*** Extracted text ***

Be Sun Smart

UV Rays

Summer is when we spend more time outdoors, mostly for family gatherings and recreational sports. But some people are outdoors in search of a deep sun tan. Those damaging amounts of Ultraviolet rays on skin can cause not only a sunburn, but long term damage to skin that can also lead to skin cancer.

Exposure to UV radiation is the main factor that causes skin cells to become cancer cells. Almost all skin cancers are caused by too much UV radiation from the sun.

Skin cancer develops in the epidermis cells, the top layer of the skin, when the body is unable to repair this damage. The cell can begin to divide and grow in an uncontrolled way. This growth can eventually form a tumor.

Neighbors Emergency Center is dedicated to your well-being. If you have to be outside, there are a broad spectrum of sunscreens and preventative measures to let you enjoy summer in a sun smart way.

• Use sunscreen. This is the best way to protect your skin if you will be outside in direct sunlight for any extended period of time.

*** End of Extracted text ***
*** Dataset content ***

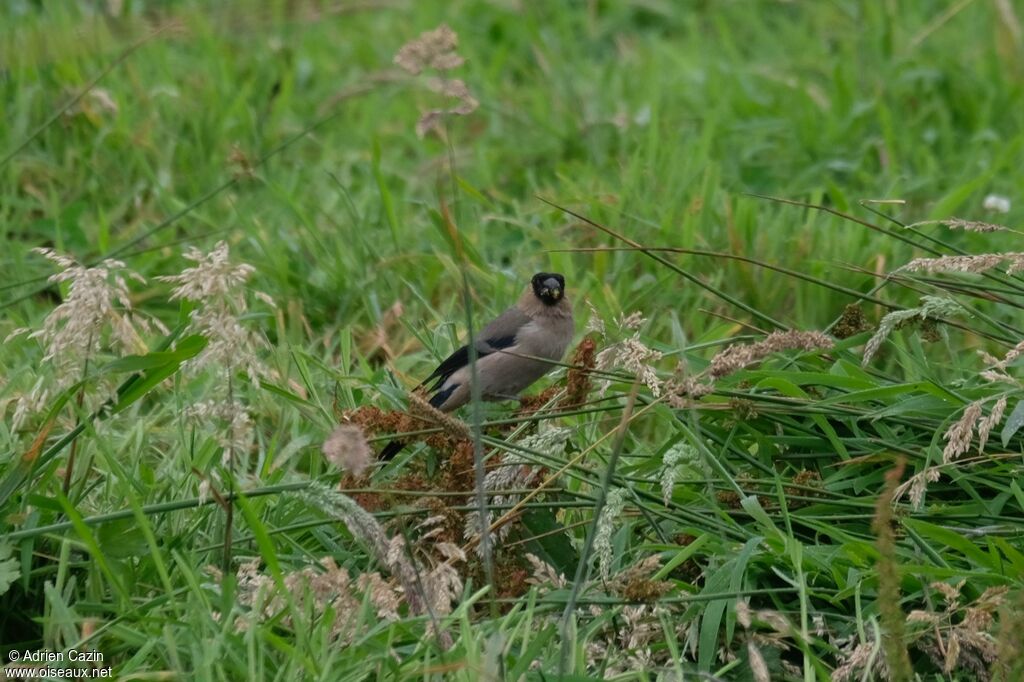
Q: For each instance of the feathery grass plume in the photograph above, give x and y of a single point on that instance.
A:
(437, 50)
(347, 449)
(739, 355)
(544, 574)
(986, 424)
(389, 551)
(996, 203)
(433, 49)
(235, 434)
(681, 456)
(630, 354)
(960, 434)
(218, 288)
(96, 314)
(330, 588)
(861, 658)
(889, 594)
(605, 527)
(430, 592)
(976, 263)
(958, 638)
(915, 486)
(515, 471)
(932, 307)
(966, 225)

*** End of Dataset content ***

* **Problem requirements**: Reproduce the sun safety text between "Summer is when" and "form a tumor.", inclusive, swapping "UV radiation" for "ultraviolet radiation".

* **Your solution**:
Summer is when we spend more time outdoors, mostly for family gatherings and recreational sports. But some people are outdoors in search of a deep sun tan. Those damaging amounts of Ultraviolet rays on skin can cause not only a sunburn, but long term damage to skin that can also lead to skin cancer.

Exposure to ultraviolet radiation is the main factor that causes skin cells to become cancer cells. Almost all skin cancers are caused by too much ultraviolet radiation from the sun.

Skin cancer develops in the epidermis cells, the top layer of the skin, when the body is unable to repair this damage. The cell can begin to divide and grow in an uncontrolled way. This growth can eventually form a tumor.